• _Problem details_
The entries below are to be repeated exactly as they stand.

Saved entries
_ _ _ _ _ _ _

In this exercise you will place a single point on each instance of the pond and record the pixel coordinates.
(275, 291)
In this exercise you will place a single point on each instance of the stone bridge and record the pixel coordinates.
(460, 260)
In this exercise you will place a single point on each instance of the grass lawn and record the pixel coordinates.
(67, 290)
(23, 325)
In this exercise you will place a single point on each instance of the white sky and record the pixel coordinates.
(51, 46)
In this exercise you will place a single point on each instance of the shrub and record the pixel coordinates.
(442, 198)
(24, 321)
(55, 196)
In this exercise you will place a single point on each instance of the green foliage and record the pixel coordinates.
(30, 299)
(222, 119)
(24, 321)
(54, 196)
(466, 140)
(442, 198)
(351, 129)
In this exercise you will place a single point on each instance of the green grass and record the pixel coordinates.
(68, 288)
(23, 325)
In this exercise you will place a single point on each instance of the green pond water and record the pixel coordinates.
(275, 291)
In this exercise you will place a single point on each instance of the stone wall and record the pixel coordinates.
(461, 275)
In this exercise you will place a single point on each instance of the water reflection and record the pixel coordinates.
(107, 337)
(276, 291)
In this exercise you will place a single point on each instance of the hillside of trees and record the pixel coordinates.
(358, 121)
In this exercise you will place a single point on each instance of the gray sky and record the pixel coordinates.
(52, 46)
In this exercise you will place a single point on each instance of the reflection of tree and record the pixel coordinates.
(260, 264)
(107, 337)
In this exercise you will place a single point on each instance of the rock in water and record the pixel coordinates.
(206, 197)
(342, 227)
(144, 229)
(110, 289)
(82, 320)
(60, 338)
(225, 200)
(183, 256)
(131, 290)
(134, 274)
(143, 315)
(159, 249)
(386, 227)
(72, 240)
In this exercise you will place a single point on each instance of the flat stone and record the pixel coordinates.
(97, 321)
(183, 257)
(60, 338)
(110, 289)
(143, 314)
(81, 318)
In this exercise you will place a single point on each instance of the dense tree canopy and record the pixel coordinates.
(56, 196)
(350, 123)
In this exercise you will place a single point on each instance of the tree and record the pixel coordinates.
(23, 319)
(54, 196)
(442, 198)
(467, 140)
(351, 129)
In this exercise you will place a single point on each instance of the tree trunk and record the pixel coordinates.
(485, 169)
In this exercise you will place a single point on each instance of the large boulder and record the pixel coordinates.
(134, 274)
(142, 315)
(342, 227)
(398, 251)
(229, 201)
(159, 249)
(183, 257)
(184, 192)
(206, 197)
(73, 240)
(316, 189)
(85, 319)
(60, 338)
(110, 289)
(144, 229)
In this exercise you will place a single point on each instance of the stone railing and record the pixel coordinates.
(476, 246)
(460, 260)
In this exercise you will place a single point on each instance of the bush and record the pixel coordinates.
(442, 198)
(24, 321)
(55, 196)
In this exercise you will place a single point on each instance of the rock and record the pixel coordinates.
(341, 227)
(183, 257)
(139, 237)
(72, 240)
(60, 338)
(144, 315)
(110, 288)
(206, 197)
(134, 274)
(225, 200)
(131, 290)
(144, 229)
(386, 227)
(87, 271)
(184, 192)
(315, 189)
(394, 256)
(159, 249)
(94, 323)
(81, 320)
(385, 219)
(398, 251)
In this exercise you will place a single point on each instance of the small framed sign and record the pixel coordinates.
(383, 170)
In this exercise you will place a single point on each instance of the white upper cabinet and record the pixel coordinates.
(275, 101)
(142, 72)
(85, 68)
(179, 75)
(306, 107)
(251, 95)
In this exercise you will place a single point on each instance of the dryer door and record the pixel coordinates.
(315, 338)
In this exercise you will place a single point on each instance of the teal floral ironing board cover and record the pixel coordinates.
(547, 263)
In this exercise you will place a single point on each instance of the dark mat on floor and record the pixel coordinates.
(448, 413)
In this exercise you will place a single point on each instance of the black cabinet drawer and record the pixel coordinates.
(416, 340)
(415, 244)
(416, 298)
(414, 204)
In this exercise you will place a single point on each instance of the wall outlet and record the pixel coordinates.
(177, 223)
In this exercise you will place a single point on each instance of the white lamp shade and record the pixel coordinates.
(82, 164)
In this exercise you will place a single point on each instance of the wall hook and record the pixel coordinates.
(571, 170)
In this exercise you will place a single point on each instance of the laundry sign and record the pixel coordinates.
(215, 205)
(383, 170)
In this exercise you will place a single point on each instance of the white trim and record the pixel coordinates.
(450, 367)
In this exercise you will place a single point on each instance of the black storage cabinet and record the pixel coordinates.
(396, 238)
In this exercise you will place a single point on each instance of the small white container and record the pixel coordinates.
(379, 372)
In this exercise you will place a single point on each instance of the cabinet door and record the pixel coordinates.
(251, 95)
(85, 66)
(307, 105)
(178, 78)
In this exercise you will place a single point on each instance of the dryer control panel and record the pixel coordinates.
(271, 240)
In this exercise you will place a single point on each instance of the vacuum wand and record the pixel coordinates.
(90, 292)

_ _ _ _ _ _ _

• _Solution below_
In this exercise you will place a single point on each instance of the pond and record the pixel coordinates.
(275, 291)
In this exercise you will place a single point on each instance of the stone bridge and record the pixel coordinates.
(460, 260)
In this exercise you will place a single point on each instance of the grass lawn and record the pixel coordinates.
(67, 290)
(23, 325)
In this exercise you will place a single point on each instance of the white sky and record the pixel coordinates.
(51, 46)
In this exercise you will place a single point on each instance of the shrub and record the pixel coordinates.
(442, 198)
(24, 321)
(55, 196)
In this exercise you will place a single point on each instance of the green foliage and record the pixel coordinates.
(30, 299)
(222, 119)
(24, 321)
(54, 196)
(466, 140)
(442, 198)
(351, 129)
In this exercise you will place a single point on each instance of the green grass and record the pixel coordinates.
(68, 288)
(23, 325)
In this exercise you will place a single point on each instance of the green pond water and record the pixel coordinates.
(275, 291)
In this exercise you will place a single point on each instance of the stone wall and record the pixel coordinates.
(461, 275)
In this exercise you will place a single point on each instance of the water reflection and record the pixel coordinates.
(107, 337)
(276, 291)
In this exercise you will place a single point on each instance of the hillside of trees and record the pixel coordinates.
(358, 121)
In this exercise you will place a single point on each instance of the gray sky and record the pixel coordinates.
(52, 46)
In this exercise you will place a single point on each instance of the reflection of tree and record the pixel coordinates.
(260, 264)
(107, 337)
In this exercise you will place a single point on each instance of the rock in water and record the pixel coordinates.
(206, 197)
(342, 227)
(144, 229)
(110, 289)
(82, 320)
(60, 338)
(225, 200)
(183, 256)
(131, 290)
(134, 274)
(143, 315)
(159, 249)
(386, 227)
(72, 240)
In this exercise you will place a single point on each instance of the flat stone and record the pixel coordinates.
(97, 321)
(183, 257)
(60, 338)
(110, 289)
(143, 314)
(81, 318)
In this exercise you will place a single point on each instance of the dense tree canopy and record the pixel coordinates.
(56, 196)
(350, 123)
In this exercise you will place a single point on each instance of the tree and record the pixel coordinates.
(23, 319)
(54, 196)
(442, 198)
(467, 140)
(351, 129)
In this exercise you will place a single point on each instance of the tree trunk and record the pixel coordinates.
(485, 169)
In this exercise you will place a single point on each instance of the large boulder and record the pixel coordinates.
(134, 274)
(142, 315)
(342, 227)
(398, 251)
(229, 201)
(159, 249)
(183, 257)
(184, 192)
(206, 197)
(73, 240)
(316, 189)
(85, 319)
(60, 338)
(110, 289)
(144, 229)
In this exercise you will place a single point on each instance of the stone railing and record the pixel coordinates.
(476, 246)
(460, 260)
In this exercise you will place a single point on each instance of the bush and record the pixel coordinates.
(442, 198)
(24, 321)
(55, 196)
In this exercise you will place a single point on each instance of the rock and record the pixel coordinates.
(341, 227)
(183, 257)
(139, 237)
(72, 240)
(60, 338)
(144, 315)
(110, 288)
(206, 197)
(134, 274)
(225, 200)
(131, 290)
(144, 229)
(386, 227)
(87, 271)
(184, 192)
(315, 189)
(394, 256)
(159, 249)
(94, 323)
(81, 320)
(385, 219)
(398, 251)
In this exercise you will place a single point on each instance of the small framed sign and record the pixel coordinates.
(383, 170)
In this exercise you will place a single point on each instance of the white upper cabinet and record the pixel coordinates.
(275, 101)
(142, 72)
(85, 68)
(179, 75)
(306, 107)
(251, 95)
In this exercise you will place a single point on each instance of the dryer door and record the pixel coordinates.
(315, 338)
In this exercise you will place a single point on each instance of the teal floral ironing board cover and record the pixel coordinates.
(547, 263)
In this exercise you will place a single point on each instance of the dark mat on floor and record the pixel coordinates.
(448, 413)
In this exercise you will place a single point on each instance of the black cabinet drawer and record the pixel coordinates.
(416, 340)
(415, 244)
(416, 298)
(414, 204)
In this exercise you will place a single point on each instance of the wall outlet and record the pixel coordinates.
(177, 223)
In this exercise you will place a single point on each instance of the white lamp shade and record the pixel coordinates.
(82, 164)
In this exercise you will place a single point on each instance of the wall hook and record the pixel coordinates.
(571, 170)
In this exercise you will place a single point on each instance of the laundry sign and record the pixel coordinates.
(215, 205)
(383, 170)
In this exercise you will place a single point on each instance of the white trim and record the pixel coordinates.
(450, 367)
In this exercise you will place a single point on each instance of the black storage cabinet and record the pixel coordinates.
(396, 238)
In this exercise you will place a single point on each instance of the small white container and record the pixel coordinates.
(379, 372)
In this exercise you will place a single point on each instance of the cabinet door and record the pixel coordinates.
(251, 95)
(85, 66)
(307, 105)
(178, 78)
In this exercise you will place a single point on each instance of the dryer control panel and record the pixel coordinates.
(271, 240)
In this exercise you will place a single point on each instance of the vacuum wand and record the pixel coordinates.
(90, 292)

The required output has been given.